--- Brief ---
The reply to the records below should contain exactly the lines from the line with "Target: railing" through the line with "tree shown above.", and nothing besides.

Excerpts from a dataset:

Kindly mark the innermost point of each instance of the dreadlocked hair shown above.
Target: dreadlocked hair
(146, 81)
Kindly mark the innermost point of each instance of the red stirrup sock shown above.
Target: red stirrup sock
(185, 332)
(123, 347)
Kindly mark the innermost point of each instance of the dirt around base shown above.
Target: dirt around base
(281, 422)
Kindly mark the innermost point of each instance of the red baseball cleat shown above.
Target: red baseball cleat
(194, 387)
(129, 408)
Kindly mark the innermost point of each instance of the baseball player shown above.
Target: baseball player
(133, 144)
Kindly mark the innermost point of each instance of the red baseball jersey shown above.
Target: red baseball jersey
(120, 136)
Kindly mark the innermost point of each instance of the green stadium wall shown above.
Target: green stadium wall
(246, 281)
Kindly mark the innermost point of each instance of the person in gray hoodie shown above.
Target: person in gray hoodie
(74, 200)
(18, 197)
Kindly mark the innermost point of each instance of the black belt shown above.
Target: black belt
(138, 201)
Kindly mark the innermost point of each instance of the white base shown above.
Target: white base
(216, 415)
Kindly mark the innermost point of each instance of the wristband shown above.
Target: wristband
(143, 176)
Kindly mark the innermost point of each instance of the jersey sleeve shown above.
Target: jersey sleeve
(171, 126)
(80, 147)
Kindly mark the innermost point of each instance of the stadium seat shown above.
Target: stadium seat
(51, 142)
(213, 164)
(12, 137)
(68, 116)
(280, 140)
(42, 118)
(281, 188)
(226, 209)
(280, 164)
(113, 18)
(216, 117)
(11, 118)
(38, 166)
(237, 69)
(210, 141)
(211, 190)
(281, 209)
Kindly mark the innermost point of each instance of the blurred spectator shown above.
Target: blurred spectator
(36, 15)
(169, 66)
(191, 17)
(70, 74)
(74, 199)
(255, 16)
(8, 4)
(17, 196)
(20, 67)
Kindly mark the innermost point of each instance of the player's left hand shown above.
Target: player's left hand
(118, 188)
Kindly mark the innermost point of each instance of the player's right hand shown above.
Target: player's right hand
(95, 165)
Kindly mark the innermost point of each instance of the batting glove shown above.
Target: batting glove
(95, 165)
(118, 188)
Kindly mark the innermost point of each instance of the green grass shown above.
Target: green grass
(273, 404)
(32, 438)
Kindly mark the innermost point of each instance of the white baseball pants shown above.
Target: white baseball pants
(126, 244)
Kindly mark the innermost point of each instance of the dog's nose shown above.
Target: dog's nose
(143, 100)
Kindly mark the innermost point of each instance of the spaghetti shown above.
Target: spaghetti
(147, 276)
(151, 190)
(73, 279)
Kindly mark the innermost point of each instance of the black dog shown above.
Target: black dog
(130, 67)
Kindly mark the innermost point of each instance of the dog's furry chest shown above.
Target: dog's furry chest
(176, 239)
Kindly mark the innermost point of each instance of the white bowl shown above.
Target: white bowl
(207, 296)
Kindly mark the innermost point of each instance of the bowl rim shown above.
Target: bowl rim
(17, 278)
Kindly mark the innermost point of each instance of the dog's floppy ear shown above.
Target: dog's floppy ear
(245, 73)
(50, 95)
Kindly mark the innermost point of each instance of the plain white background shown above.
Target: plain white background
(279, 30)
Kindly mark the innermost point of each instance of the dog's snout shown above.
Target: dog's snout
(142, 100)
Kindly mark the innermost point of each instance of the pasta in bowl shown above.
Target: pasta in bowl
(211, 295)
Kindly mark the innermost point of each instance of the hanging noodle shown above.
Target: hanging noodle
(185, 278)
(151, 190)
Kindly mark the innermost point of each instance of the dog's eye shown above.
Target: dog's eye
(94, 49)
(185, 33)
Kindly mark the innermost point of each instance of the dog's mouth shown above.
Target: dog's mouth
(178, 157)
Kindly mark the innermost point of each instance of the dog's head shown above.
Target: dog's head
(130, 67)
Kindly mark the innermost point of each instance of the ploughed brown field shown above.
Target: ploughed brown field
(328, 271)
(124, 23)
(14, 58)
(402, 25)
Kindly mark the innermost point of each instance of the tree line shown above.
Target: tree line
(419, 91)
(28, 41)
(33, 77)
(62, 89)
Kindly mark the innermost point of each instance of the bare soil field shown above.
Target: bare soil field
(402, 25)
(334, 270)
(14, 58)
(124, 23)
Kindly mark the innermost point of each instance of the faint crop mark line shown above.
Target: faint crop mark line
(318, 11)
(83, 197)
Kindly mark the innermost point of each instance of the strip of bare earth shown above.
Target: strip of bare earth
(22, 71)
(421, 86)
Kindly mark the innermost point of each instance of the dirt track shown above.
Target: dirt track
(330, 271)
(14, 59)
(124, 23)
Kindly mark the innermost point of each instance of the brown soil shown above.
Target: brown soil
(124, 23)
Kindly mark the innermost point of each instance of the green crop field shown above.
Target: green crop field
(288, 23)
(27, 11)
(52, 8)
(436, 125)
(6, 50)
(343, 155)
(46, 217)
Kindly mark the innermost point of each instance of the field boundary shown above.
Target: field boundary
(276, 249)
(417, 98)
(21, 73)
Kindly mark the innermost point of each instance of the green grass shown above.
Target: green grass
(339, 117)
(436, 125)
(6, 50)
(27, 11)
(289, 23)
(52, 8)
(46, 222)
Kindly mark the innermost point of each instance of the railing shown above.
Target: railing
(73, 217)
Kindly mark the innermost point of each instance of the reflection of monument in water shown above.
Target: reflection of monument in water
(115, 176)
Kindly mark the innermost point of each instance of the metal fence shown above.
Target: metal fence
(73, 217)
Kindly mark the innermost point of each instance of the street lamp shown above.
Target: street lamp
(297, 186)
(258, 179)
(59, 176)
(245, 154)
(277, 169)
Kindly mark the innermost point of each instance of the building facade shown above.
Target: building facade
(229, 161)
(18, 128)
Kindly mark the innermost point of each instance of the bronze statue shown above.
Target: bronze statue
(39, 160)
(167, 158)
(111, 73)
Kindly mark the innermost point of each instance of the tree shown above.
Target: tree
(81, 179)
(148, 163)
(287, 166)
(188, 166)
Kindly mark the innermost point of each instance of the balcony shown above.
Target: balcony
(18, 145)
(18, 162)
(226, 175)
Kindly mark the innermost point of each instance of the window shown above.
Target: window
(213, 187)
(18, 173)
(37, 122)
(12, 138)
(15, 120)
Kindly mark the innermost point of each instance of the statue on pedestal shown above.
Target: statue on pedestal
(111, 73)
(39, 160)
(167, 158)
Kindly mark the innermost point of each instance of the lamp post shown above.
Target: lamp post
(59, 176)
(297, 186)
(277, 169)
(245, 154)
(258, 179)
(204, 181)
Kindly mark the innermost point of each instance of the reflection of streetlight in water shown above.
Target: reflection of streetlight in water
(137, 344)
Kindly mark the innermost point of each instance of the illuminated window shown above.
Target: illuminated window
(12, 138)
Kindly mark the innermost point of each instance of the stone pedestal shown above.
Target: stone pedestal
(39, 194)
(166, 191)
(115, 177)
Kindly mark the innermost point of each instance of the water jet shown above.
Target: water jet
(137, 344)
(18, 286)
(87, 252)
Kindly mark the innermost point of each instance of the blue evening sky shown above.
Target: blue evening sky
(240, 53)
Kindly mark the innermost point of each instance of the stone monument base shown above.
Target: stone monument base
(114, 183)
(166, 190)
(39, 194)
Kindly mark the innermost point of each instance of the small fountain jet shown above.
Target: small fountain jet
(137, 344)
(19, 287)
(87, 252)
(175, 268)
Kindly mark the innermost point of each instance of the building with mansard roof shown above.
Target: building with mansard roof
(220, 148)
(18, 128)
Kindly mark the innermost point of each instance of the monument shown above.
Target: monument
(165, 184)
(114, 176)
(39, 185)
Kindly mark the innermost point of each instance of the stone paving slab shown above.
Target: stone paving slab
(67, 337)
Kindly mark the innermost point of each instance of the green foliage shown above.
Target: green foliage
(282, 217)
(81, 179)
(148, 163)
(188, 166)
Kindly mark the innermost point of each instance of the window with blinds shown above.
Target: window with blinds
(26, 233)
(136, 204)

--- Task answer ---
Target: railing
(73, 217)
Kindly mark the innermost point of each instance of the reflection of monument in water shown above.
Target: reflection of monument in water
(115, 176)
Kindly mark the innermost point of each instance of the metal fence shown above.
Target: metal fence
(73, 217)
Kindly mark the innermost point of each instance of the street lamp shown above.
Target: street lamp
(297, 186)
(258, 179)
(59, 176)
(245, 154)
(277, 169)
Kindly mark the innermost point of each instance of the building facade shown above.
Target: building facade
(229, 161)
(18, 128)
Kindly mark the innermost point of each instance of the bronze statue shown above.
Target: bronze statue
(39, 160)
(167, 158)
(111, 73)
Kindly mark the innermost point of each instance of the tree shown above.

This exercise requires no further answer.